>>>>>

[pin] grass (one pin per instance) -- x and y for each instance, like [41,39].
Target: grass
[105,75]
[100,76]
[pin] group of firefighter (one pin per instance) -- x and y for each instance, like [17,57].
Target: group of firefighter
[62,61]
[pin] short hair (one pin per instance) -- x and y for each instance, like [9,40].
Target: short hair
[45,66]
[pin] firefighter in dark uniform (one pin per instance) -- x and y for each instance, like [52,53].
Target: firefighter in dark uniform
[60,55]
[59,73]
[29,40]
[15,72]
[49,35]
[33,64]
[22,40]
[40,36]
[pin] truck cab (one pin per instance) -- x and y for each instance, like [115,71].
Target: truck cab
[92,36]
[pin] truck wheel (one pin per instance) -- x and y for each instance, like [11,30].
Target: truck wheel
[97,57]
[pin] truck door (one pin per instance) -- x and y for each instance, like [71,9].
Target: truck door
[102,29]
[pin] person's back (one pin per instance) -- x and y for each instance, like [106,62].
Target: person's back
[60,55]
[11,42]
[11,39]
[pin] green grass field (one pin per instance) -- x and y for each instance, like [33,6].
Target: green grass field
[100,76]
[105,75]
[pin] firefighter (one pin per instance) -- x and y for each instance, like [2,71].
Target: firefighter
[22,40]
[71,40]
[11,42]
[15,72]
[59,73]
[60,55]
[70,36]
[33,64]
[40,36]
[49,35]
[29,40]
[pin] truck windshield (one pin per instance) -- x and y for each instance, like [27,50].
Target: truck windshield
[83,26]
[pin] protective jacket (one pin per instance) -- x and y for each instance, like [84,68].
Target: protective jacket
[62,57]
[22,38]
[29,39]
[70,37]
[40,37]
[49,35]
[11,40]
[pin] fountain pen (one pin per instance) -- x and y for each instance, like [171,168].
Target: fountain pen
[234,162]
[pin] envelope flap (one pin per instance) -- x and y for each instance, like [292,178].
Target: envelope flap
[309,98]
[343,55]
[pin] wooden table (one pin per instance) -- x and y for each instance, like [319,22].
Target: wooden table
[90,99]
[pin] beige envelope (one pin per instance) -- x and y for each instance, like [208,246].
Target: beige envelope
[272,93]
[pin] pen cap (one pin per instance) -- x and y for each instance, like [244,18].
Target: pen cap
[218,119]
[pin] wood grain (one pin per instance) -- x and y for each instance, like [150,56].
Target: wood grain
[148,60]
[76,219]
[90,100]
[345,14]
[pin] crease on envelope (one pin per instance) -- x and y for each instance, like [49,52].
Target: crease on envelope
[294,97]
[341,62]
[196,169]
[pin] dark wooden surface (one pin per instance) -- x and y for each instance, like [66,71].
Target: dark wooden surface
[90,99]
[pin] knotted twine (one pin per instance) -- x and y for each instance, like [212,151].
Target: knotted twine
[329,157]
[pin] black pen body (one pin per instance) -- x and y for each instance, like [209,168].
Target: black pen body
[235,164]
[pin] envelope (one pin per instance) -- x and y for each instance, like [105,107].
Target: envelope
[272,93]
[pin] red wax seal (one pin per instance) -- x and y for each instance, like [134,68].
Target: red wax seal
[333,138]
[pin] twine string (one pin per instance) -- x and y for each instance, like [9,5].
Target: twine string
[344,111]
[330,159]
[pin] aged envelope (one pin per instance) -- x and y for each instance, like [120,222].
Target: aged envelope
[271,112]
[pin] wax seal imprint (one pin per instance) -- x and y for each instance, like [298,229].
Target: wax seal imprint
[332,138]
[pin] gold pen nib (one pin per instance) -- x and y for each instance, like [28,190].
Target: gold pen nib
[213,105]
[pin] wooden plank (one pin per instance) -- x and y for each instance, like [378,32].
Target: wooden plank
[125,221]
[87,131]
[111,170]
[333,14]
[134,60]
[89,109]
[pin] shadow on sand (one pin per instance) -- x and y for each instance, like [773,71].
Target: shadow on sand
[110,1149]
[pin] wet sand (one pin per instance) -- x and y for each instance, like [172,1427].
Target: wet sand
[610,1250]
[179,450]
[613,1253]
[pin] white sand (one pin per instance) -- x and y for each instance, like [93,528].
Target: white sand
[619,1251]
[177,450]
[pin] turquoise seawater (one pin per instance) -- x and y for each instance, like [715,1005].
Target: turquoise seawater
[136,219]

<<<<<

### Task objective
Each line, beginning at the one that contains "[pin] wax seal" and continuing through the end of the records, must be written out exactly, first and last included.

### Reply
[pin] wax seal imprint (one pin per instance) -- x and y for each instance, like [298,229].
Target: wax seal imprint
[332,138]
[pin] gold pen nib (one pin per instance) -- x and y for each instance, like [28,190].
Target: gold pen nib
[213,105]
[pin] wooden plank (one pin per instance) -- x and y for each instance, like [378,32].
Target: wooden plank
[125,221]
[87,131]
[111,170]
[333,14]
[134,60]
[89,109]
[pin] shadow on sand (one pin per instance) -- x and y for each instance, like [773,71].
Target: shadow on sand
[110,1149]
[pin] wet sand (one pin per instance) -- x and y for each instance, like [172,1427].
Target: wet sand
[610,1250]
[179,450]
[613,1253]
[pin] white sand (one pin per instance) -- x and y for each instance, like [93,528].
Target: white sand
[619,1251]
[177,450]
[pin] turquoise seawater (one pin per instance) -- x and y for each instance, like [715,1005].
Target: turquoise seawater
[136,219]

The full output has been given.